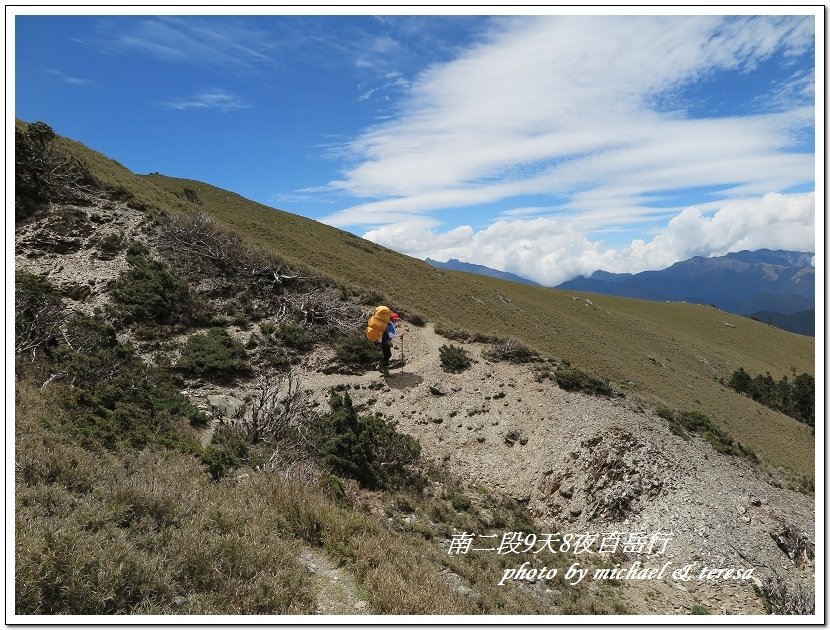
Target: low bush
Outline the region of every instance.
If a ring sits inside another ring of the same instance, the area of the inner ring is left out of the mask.
[[[329,470],[372,489],[399,486],[415,474],[421,454],[415,438],[378,416],[359,416],[348,394],[332,391],[329,405],[317,429],[317,450]]]
[[[282,341],[286,348],[304,354],[314,348],[316,337],[312,331],[299,324],[280,324],[274,336]]]
[[[472,503],[463,494],[457,494],[450,499],[450,505],[456,512],[466,512],[470,509]]]
[[[788,584],[780,575],[766,578],[758,590],[770,615],[813,615],[816,612],[815,593],[801,584]]]
[[[506,361],[508,363],[530,363],[539,358],[539,355],[533,350],[513,339],[494,343],[488,350],[484,351],[483,356],[490,361]]]
[[[214,481],[219,481],[243,465],[248,458],[249,443],[238,432],[220,426],[201,453],[200,460]]]
[[[735,441],[705,413],[697,410],[681,411],[675,414],[674,422],[682,430],[703,437],[719,453],[738,454]]]
[[[139,243],[127,249],[129,269],[113,283],[110,314],[119,322],[175,324],[201,320],[187,284]]]
[[[84,165],[58,149],[56,137],[44,122],[15,129],[15,221],[51,201],[78,201],[94,184]]]
[[[207,417],[172,383],[150,369],[132,346],[99,317],[65,318],[59,343],[26,371],[48,384],[54,405],[45,422],[81,445],[100,449],[140,449],[149,445],[197,452],[190,426]]]
[[[230,379],[249,371],[245,346],[224,328],[187,338],[176,367],[192,376]]]
[[[655,414],[667,420],[669,431],[684,440],[689,440],[692,435],[697,435],[709,442],[712,448],[719,453],[736,455],[752,463],[759,461],[758,456],[751,448],[736,442],[732,436],[701,411],[695,409],[678,412],[665,405],[660,405],[655,409]]]
[[[472,365],[467,351],[452,344],[445,344],[438,348],[438,354],[441,358],[441,367],[446,372],[463,372]]]
[[[611,382],[598,376],[586,374],[575,367],[559,366],[554,373],[557,385],[567,391],[580,391],[592,396],[613,396]]]
[[[674,420],[674,410],[666,405],[658,405],[655,407],[654,413],[663,418],[663,420],[670,422]]]
[[[470,332],[469,330],[465,330],[463,328],[448,328],[443,324],[437,324],[435,326],[435,333],[437,335],[441,335],[445,339],[449,339],[450,341],[467,341],[475,343],[499,343],[504,341],[503,339],[493,335]]]
[[[418,328],[422,328],[427,325],[427,320],[424,318],[423,315],[420,313],[416,313],[414,311],[409,311],[400,306],[396,306],[392,309],[395,313],[397,313],[401,320],[406,322],[407,324],[412,324],[413,326],[417,326]]]
[[[57,289],[44,276],[15,272],[14,315],[16,354],[34,360],[55,346],[63,304]]]
[[[102,260],[109,260],[124,249],[124,235],[123,234],[108,234],[100,239],[95,244],[96,249],[100,252],[98,258]]]
[[[359,296],[358,299],[360,300],[361,304],[387,304],[389,300],[386,299],[386,296],[381,293],[380,291],[364,291]]]
[[[381,358],[380,346],[364,335],[343,337],[335,353],[343,365],[352,369],[371,369]]]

----

Exercise instructions
Each record above goes into the copy word for word; the pictures do not.

Response for this exercise
Target: low bush
Outline the region of every instance.
If a ring sits inside another ring of the same instance, the area of the inner ring is left out of the mask.
[[[329,470],[372,489],[399,486],[415,474],[421,454],[415,438],[378,416],[359,416],[348,394],[332,391],[329,405],[317,429],[317,450]]]
[[[282,341],[286,348],[304,354],[314,348],[316,337],[312,331],[299,324],[280,324],[274,336]]]
[[[472,503],[463,494],[457,494],[450,499],[450,505],[456,512],[466,512],[470,509]]]
[[[788,584],[780,575],[766,578],[758,590],[770,615],[813,615],[816,612],[815,593],[801,584]]]
[[[506,361],[508,363],[530,363],[539,358],[539,355],[533,350],[513,339],[494,343],[488,350],[484,351],[483,356],[490,361]]]
[[[214,481],[219,481],[243,465],[248,458],[249,443],[238,432],[220,426],[201,453],[200,460]]]
[[[735,441],[705,413],[697,410],[681,411],[675,414],[674,422],[682,430],[703,437],[719,453],[738,454]]]
[[[139,243],[127,249],[129,269],[113,283],[110,314],[119,322],[175,324],[201,320],[187,284]]]
[[[84,165],[58,149],[56,137],[44,122],[15,129],[15,221],[51,201],[78,201],[94,184]]]
[[[207,417],[172,383],[150,369],[132,346],[99,317],[65,318],[59,343],[26,371],[48,384],[54,405],[45,422],[81,445],[100,449],[140,449],[149,445],[197,452],[190,426]]]
[[[230,379],[249,371],[245,346],[224,328],[187,338],[176,367],[192,376]]]
[[[655,414],[667,420],[669,431],[684,440],[689,440],[692,435],[697,435],[709,442],[712,448],[719,453],[736,455],[752,463],[759,461],[758,456],[751,448],[736,442],[732,436],[701,411],[695,409],[678,412],[665,405],[660,405],[655,409]]]
[[[472,365],[467,351],[452,344],[445,344],[438,348],[438,354],[441,358],[441,367],[446,372],[463,372]]]
[[[611,382],[598,376],[586,374],[575,367],[559,366],[554,373],[557,385],[567,391],[580,391],[592,396],[613,396]]]
[[[674,420],[674,410],[666,405],[658,405],[655,407],[654,413],[663,418],[663,420],[670,422]]]
[[[470,332],[469,330],[465,330],[463,328],[448,328],[443,324],[437,324],[435,326],[435,333],[437,335],[441,335],[445,339],[449,339],[450,341],[467,341],[475,343],[499,343],[504,341],[503,339],[493,335]]]
[[[418,328],[422,328],[427,325],[427,320],[424,318],[423,315],[420,313],[416,313],[414,311],[409,311],[400,306],[396,306],[392,309],[395,313],[397,313],[401,320],[406,322],[407,324],[412,324],[413,326],[417,326]]]
[[[57,289],[44,276],[15,272],[14,315],[16,354],[34,360],[55,346],[63,304]]]
[[[102,260],[109,260],[124,249],[124,235],[123,234],[108,234],[100,239],[95,244],[96,249],[100,252],[98,258]]]
[[[359,296],[358,299],[360,300],[361,304],[387,304],[389,300],[386,299],[386,296],[381,293],[380,291],[364,291]]]
[[[381,358],[380,346],[364,335],[343,337],[335,353],[343,365],[352,369],[371,369]]]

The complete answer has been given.